#### Passage:
Automating of the hierarchy creation process, although not currenly implemented, could be done by a number of methods. The simplest technique would look for clusters within the object space. It would view the object space as a three-dimensional histogram and select peaks which represent object coherence. There are a number of ways to extract multi-dimensional histogram peaks which could be used [11]. One possibility is to reduce the resolution of the object space and find clusters in that. Lower resolution spaces are easier to deal with and accurately represent the original data [12,13].
For dynamic objects, an initial intermediate level of hierarchy could be built around the known degrees of freedom. The initial object space would then contain a top level which is "the world", a middle level for the moving units, and a low level for the scene detail. The automatic hierarchy routines would then work from there in the same manner.
Automatic combining of common subspaces would be a pre-processing step that finds common detail in the initial data and merges the descriptions. This sort of pattern matching is a difficult problem which can suffer a combinatorial explosion. Reasonable solutions must use some pruning of the alternatives to arrive at an answer.
It can be seen that the creation of a correct hierarchy requires careful consideration. Sloppy hierarchies will cost dearly in the scene rendering stage but good hierarchies are hard to create automatically. In fact, it is possible to understand the benefits of rendering hierarchical scenes in terms of the expense of creating them. Simpler object representations need less work to create an object space but need more work to render a scene. Thus, this scheme derives many of its benefits from being able to off-load all of the combinatorial problems to the model creation stage. For many problems of computer graphics this is a desirable tradeoff because the display must be as fast as possible.
Display consists of two operations: visibility determination and shading. The shader used with this algorithm is described elsewhere [5]. For ray tracing algorithms, visibility determination is essentially a process of intersecting each ray with a set of objects and chosing the nearest point of intersection (Figure 5).
![]() |
The structured database improves the efficiency of the operation by minimizing the object set to be tested against each ray. Equally important to the performance of the algorithm is the speed of the intersection mechanism. It is for this reason that rectangular parallelpipeds (RP's) are chosen as the only data elements in the object description. Each RP is centered in its own coordinate system with faces defined by
as illustrated in Figure 6. A ray is defined parametrically by
![]() |
After a ray is transformed into the coordinate system of the RP, to test a ray against the faces y = ±yb one solves the equations
The smaller of the two t values defines the nearer point of intesection. Then if
and
the face is pierced by the ray. The tests to determine if the ray pierces the x = ±xb and z = ±zb faces are identical.

#### Actions to take:
**a)** Using the ray-tracing text, decide whether each statement agrees with it. Answer yes or no for each, and quote the deciding words.
(i) Rectangular parallelepipeds are the only data elements in the object description.
(ii) Simpler object representations need less work to render a scene.
(iii) Automatic combining of common subspaces would be a post-processing step.
**b)** Pick up the ray-tracing text after its final sentence and continue it.
The entries play no part in any of the tasks.

#### Data:
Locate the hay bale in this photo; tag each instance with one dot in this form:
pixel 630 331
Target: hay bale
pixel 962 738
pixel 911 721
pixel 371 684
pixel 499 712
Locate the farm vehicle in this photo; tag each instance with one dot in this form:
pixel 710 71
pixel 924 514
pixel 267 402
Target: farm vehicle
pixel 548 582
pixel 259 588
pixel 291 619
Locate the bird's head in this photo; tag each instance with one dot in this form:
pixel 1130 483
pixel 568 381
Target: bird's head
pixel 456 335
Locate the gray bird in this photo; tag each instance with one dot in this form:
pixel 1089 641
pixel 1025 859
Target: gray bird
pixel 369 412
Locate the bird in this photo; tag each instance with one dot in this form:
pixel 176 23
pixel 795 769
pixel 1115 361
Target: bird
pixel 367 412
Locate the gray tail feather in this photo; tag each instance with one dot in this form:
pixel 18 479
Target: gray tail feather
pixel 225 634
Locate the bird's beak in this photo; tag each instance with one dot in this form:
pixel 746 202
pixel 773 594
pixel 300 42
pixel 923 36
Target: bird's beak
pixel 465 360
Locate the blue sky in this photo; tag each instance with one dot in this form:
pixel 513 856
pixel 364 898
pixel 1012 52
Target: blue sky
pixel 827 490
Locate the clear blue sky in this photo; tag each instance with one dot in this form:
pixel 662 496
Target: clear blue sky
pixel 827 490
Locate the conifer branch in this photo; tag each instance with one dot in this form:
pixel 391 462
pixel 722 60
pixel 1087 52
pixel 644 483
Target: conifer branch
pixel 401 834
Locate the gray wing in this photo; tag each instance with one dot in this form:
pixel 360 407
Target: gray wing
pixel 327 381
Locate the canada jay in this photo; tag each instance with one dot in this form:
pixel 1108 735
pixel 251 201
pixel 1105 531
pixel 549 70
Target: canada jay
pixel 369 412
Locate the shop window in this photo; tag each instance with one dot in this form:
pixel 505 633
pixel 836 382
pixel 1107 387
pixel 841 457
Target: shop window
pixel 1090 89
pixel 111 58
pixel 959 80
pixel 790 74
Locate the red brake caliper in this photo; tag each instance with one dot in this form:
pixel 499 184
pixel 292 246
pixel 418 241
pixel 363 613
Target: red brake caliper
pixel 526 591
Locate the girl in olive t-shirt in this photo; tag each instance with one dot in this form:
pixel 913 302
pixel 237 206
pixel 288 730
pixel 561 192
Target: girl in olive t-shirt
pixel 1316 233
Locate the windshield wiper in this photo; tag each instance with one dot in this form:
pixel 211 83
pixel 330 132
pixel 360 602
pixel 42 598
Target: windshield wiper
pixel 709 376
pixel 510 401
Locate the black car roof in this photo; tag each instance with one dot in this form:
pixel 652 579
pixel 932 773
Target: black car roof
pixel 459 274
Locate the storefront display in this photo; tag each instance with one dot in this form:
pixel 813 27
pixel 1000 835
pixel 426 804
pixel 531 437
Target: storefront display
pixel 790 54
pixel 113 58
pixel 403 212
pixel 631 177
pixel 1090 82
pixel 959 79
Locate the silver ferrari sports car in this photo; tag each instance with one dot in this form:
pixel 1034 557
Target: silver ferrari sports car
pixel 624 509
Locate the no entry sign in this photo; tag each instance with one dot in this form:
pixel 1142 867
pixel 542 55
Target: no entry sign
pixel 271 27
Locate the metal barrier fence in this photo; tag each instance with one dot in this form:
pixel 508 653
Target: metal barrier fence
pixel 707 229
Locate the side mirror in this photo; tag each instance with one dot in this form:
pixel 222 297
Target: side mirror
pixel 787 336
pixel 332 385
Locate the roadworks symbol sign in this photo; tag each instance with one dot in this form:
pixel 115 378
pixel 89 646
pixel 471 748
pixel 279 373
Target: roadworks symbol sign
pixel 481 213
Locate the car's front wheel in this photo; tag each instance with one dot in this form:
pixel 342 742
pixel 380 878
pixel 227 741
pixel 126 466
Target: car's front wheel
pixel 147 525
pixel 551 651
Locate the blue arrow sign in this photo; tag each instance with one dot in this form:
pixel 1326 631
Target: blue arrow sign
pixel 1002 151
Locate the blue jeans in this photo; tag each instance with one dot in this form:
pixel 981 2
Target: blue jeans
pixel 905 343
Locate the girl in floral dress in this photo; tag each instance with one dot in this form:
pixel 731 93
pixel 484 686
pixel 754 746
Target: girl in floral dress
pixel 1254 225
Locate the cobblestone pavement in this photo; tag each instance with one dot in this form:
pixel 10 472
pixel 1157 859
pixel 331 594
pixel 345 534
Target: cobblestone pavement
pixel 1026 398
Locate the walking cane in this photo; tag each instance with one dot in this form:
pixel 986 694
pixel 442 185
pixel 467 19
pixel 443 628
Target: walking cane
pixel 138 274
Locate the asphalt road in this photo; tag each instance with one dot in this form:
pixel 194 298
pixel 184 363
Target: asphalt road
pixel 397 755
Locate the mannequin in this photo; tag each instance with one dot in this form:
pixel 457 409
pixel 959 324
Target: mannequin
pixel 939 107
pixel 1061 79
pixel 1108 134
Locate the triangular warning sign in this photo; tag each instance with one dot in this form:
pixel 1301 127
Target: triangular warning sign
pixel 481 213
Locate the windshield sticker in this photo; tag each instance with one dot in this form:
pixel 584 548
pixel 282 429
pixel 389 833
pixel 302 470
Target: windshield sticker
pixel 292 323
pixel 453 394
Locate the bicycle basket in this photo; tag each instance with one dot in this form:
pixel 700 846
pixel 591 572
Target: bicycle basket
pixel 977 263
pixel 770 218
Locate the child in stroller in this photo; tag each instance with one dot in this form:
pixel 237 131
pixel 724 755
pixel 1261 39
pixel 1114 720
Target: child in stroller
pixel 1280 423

#### Per-task answers:
**a)**
(i) Yes: "are chosen as the only data elements in the object description"
(ii) No: "Simpler object representations need less work to create an object space but need more work to render a scene."
(iii) No: "Automatic combining of common subspaces would be a pre-processing step that finds common detail in the initial data and merges the descriptions."

**b)**
As the ray progresses deeper into the hierarchy, the dimensions of the RP's become progressively smaller until at the terminal level each box is essentially a point in three space. Associated with each terminal level box is a normal vector corresponding to the surface normal of the object which generated the box. The surface normal is unrelated to the orientation of the box and is computed by the data generation procedure instead of the display procedure.
It would be wasteful to represent planar polygons by collections of infinitessimally small bounding boxes. For the special case of rectangles, the terminal level bounding box can represent the polygon exactly if one of its three dimensions is equal to zero and the other two coincide with the dimensions of the rectangle. By imposing an additional set of bounds in the two non-zero dimensions of the face intersection test, arbitrary planar polygons can be represented. Figure 7 shows a triangle represented by a bounding box and two additional bounds.
![]() |
Simplicity of the display procedure, which is the key to the speed of this algorithm, is gained by transferring much of the processing load to the data generation stage. In some cases the data generation can be performed off line either automatically or through the use of the structure editor. In many cases, however, data generation and display must occur concurrently. One example is the automatic expansion of curved surfaces into a hierachical point representation. Subdivision algorithms for bi-parametric surfaces [14,15] are natural candidates for the task. We have augmented straightforward subdivison with routines for generating bounding boxes for each subpatch and for maintaining the hierarchy at each step. Unnecessary processing is minimized by subdividing a patch or subpatch only if its bounding box is pierced. When the hierarchy is extended via subdivision, the new branches are retained from one pixel to the next to gain the benefits of object space coherence. In a similar fashion procedurally defined objects can be expanded into a point representation, although we have not implemented such an expansion procedure.
Naturally, unlimited expansion of the object description may fill the memory available to the display process. When this occurs a "least recently used" garbage collector is activated.
The choice of representation presented here and the attempts to simplify the display process are motivated by our desire to produce a technique that can be easily realized in hardware. However, two initial versions of the display algorithm have been implemented in software.
The original program, running on a PDP-11/40, incorporates the structure editor as an adjunct to the display routines. Using the editor, a detailed polygonal description of the city of Pittsburgh containing over 38,000 terminal nodes was created. By using instances of such items as windows on buildings, the number of terminal nodes actually stored is less than 600. This database was used to generate the images in Figures 8 and 9 on a VAX-11/780. Figure 8 required less than an hour processor time to generate, but Figure 9 took nearly six hours due to increased detail.
![]() | ![]() |
A second version of the display algorithm has been incorporated into a set of VAX programs previously described [5]. Although the programs utilize floating point arithmetic and execute very slowly, they allow us to use a very good shader. In addition, the VAX's one megabyte memory makes it possible to experiment with automatic expansion of a hierarchical object description via patch subdivision. Figures 10 and 11 were produced with this program. The bi-cubic patch shown in Figure 10 would require more than 300 million sample points to represent the surface with the same amount of resolution produced here. Figure 10 required seven hours of computing time to display, and Figure 11, which contains 36 bicubic patches and a collection of assorted polygons, required three hours.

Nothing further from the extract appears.